I would suggest using a SAX based parser rather than DOM based parsing.

Info on using SAX in PHP: http://www.brainbell.com/tutorials/php/Parsing_XML_With_SAX.htm

Solution 5 - Php

This isn't a great solution, but just to throw another option out there:

You can break many large XML files up into chunks, especially those that are really just lists of similar elements (as I suspect the file you're working with would be).

e.g., if your doc looks like:

<dmoz>
  <listing>....</listing>
  <listing>....</listing>
  <listing>....</listing>
  <listing>....</listing>
  <listing>....</listing>
  <listing>....</listing>
  ...
</dmoz>

You can read it in a meg or two at a time, artificially wrap the few complete <listing> tags you loaded in a root level tag, and then load them via simplexml/domxml (I used domxml, when taking this approach).

Frankly, I prefer this approach if you're using PHP < 5.1.2. With 5.1.2 and higher, XMLReader is available, which is probably the best option, but before that, you're stuck with either the above chunking strategy, or the old SAX/expat lib. And I don't know about the rest of you, but I HATE writing/maintaining SAX/expat parsers.

Note, however, that this approach is NOT really practical when your document doesn't consist of many identical bottom-level elements (e.g., it works great for any sort of list of files, or URLs, etc., but wouldn't make sense for parsing a large HTML document)

Solution 6 - Php

This is an old post, but first in the google search result, so I thought I post another solution based on this post:

http://drib.tech/programming/parse-large-xml-files-php

This solution uses both XMLReader and SimpleXMLElement :

$xmlFile = 'the_LARGE_xml_file_to_load.xml'
$primEL  = 'the_name_of_your_element';

$xml     = new XMLReader();
$xml->open($xmlFile);

// finding first primary element to work with
while($xml->read() && $xml->name != $primEL){;}

// looping through elements
while($xml->name == $primEL) {
    // loading element data into simpleXML object
	$element = new SimpleXMLElement($xml->readOuterXML());

	// DO STUFF

	// moving pointer	
	$xml->next($primEL);
	// clearing current element
	unset($element);
} // end while

$xml->close();

Solution 7 - Php

You can combine XMLReader with DOM for this. In PHP both APIs (and SimpleXML) are based on the same library - libxml2. Large XMLs are a list of records typically. So you use XMLReader to iterate the records, load a single record into DOM and use DOM methods and Xpath to extract values. The key is the method XMLReader::expand(). It loads the current node in an XMLReader instance and its descendants as DOM nodes.

--------------------------------------------------

Tasks to perform:
a) According to the excerpt on parsing large XML in PHP, starting with which PHP version is XMLReader available?
b) Translate this sentence from the excerpt on parsing large XML in PHP into Spanish: "In PHP both APIs (and SimpleXML) are based on the same library - libxml2."
c) Copy the part of the excerpt on parsing large XML in PHP that opens with the words containing "You can read" and closes with "writing/maintaining SAX/expat parsers.".

Dataset items:
--------------------------------------------------

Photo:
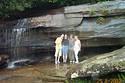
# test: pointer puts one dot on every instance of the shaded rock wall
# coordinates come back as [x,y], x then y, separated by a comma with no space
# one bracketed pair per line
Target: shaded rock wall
[82,20]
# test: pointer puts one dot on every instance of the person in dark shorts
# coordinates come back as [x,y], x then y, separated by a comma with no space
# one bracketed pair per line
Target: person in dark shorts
[71,50]
[65,48]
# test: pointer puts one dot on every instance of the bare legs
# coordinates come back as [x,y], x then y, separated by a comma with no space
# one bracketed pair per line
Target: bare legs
[76,56]
[57,55]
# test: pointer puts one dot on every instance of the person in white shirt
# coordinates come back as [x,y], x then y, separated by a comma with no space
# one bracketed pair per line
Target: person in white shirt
[77,48]
[58,48]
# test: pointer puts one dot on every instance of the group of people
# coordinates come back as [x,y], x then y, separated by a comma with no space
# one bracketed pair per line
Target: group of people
[67,47]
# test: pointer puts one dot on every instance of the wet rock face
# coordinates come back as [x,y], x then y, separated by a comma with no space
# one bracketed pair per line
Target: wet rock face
[99,65]
[81,20]
[3,60]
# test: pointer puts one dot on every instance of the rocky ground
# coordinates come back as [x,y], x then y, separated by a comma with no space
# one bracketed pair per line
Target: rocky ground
[99,65]
[40,73]
[48,72]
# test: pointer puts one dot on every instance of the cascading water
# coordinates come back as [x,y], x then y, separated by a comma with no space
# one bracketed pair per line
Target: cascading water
[16,37]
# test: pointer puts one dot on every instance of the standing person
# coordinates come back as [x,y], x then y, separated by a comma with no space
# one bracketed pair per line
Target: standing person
[77,48]
[58,48]
[65,47]
[71,50]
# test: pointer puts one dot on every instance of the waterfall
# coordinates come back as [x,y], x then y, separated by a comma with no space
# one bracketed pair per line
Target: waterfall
[16,38]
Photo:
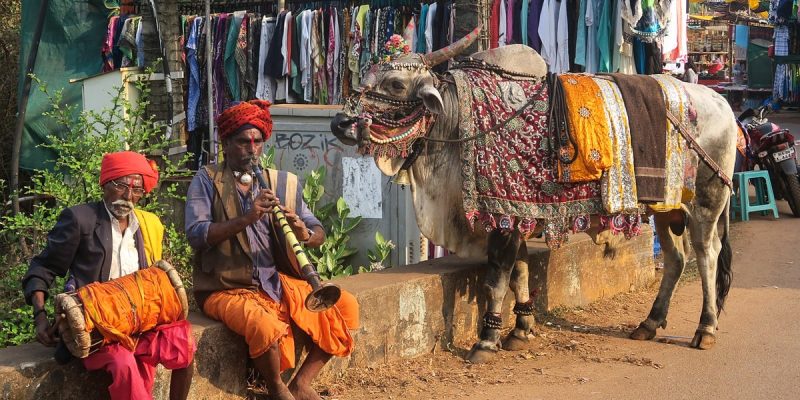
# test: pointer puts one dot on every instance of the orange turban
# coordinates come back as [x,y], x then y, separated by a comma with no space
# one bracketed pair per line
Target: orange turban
[253,112]
[124,163]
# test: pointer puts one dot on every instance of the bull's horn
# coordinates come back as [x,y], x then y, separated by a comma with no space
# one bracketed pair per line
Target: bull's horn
[439,56]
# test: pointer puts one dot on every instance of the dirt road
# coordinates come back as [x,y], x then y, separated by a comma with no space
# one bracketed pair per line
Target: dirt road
[585,353]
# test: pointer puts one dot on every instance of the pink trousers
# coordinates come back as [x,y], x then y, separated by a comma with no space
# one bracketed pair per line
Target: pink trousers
[133,372]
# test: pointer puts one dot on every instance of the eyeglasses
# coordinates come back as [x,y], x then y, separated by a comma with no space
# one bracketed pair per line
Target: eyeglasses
[123,188]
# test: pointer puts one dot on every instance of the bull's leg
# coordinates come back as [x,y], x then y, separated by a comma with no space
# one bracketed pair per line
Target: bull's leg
[674,262]
[706,244]
[523,328]
[502,252]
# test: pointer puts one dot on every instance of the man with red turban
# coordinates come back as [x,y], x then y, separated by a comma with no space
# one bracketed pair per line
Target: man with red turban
[244,274]
[105,240]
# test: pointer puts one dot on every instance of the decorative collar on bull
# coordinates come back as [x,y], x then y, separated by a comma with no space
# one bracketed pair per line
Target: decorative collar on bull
[398,100]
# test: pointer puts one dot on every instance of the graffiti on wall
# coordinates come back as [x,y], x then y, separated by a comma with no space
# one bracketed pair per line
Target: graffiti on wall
[304,151]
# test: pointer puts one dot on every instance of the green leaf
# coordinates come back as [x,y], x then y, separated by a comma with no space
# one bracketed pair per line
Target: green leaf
[351,224]
[341,207]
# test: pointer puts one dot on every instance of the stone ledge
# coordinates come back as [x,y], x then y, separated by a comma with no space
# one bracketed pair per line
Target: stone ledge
[405,312]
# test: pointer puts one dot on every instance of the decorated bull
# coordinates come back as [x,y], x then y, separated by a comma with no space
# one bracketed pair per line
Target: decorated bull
[490,162]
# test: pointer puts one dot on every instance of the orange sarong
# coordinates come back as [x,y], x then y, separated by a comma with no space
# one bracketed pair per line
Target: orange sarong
[262,321]
[129,305]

--------------------------------------------------

Answers by task:
a) Version 5.1.2 and higher.

b) En PHP, ambas API (y SimpleXML) se basan en la misma biblioteca: libxml2.

c)
You can read it in a meg or two at a time, artificially wrap the few complete <listing> tags you loaded in a root level tag, and then load them via simplexml/domxml (I used domxml, when taking this approach).

Frankly, I prefer this approach if you're using PHP < 5.1.2. With 5.1.2 and higher, XMLReader is available, which is probably the best option, but before that, you're stuck with either the above chunking strategy, or the old SAX/expat lib. And I don't know about the rest of you, but I HATE writing/maintaining SAX/expat parsers.